§ **INSTRUCTION**:
Beginning with the line containing "Expected: for every instance of the catch" and ending with the last line, repeat the records exactly.

——

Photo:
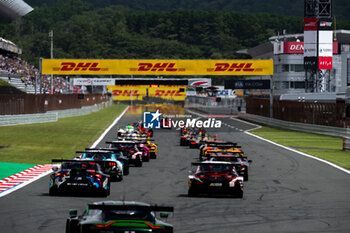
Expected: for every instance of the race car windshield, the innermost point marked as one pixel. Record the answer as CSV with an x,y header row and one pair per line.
x,y
128,214
71,165
216,168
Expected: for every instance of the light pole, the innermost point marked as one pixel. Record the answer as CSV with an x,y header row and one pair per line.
x,y
51,56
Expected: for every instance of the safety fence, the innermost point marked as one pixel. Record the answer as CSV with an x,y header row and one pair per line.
x,y
14,104
50,116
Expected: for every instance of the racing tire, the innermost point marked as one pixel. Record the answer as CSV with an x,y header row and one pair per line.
x,y
245,176
153,155
192,192
126,170
53,191
239,194
71,227
138,163
182,143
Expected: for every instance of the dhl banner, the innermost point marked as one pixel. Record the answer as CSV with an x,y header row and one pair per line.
x,y
138,92
156,67
165,109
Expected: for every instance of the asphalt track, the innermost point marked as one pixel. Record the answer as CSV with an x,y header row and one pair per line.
x,y
286,192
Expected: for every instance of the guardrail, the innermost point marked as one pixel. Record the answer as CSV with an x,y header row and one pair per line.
x,y
50,116
301,127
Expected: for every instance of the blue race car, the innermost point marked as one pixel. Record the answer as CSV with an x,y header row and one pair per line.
x,y
78,176
107,160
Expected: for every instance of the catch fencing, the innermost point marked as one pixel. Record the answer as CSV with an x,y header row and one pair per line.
x,y
14,104
327,114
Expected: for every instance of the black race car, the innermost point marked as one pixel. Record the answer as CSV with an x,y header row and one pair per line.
x,y
215,177
119,216
78,177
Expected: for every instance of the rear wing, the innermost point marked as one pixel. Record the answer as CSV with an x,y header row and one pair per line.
x,y
131,207
101,163
122,142
221,144
226,156
214,163
97,151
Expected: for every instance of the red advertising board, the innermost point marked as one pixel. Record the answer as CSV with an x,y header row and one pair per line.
x,y
293,47
298,48
310,24
325,63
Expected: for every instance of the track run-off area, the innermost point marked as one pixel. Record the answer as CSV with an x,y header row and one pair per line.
x,y
286,191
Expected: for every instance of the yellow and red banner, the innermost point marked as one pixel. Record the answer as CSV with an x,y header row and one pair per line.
x,y
138,92
156,67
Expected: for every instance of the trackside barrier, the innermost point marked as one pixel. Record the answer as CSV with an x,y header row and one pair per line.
x,y
50,116
301,127
346,143
6,120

——

§ **CORRECT OUTPUT**:
Expected: for every instance of the catch fencing, the innermost point marked as one pixel. Record the answer as CSV with an x,y header row and one pair per line.
x,y
14,104
327,114
Expected: for every instance of the black race car, the innermost point marked as one pixel. Record the answer as CSV with an x,y header row and one pair per line.
x,y
215,177
119,216
78,177
Expected: for every instance of the rear wing, the innermost point marked as one pixel. Record the answer as CSV with an x,y header row and one pair per line.
x,y
131,207
101,163
122,142
221,144
226,156
214,163
97,151
Expected: for every instance of the red advertising board, the innermost point marked as one pixel. Record the answer as CSV with an x,y header row and one pair per line.
x,y
293,47
298,48
310,24
325,63
Expected: for every instance of the track run-off area, the innermost point marked as one pixel. Record the answer as CSV with an x,y header row and one pair per line.
x,y
286,191
Expected: for every instance of the yellow and red banner, the innermost point marked as one pixel. Record the answer as CSV with an x,y header row and one pair per line.
x,y
138,92
156,67
Expected: for every instance of the trackside barrier, the innermost point marked as one pixel. Record the answer as CSV with an x,y header row and one pair per line.
x,y
50,116
301,127
346,143
6,120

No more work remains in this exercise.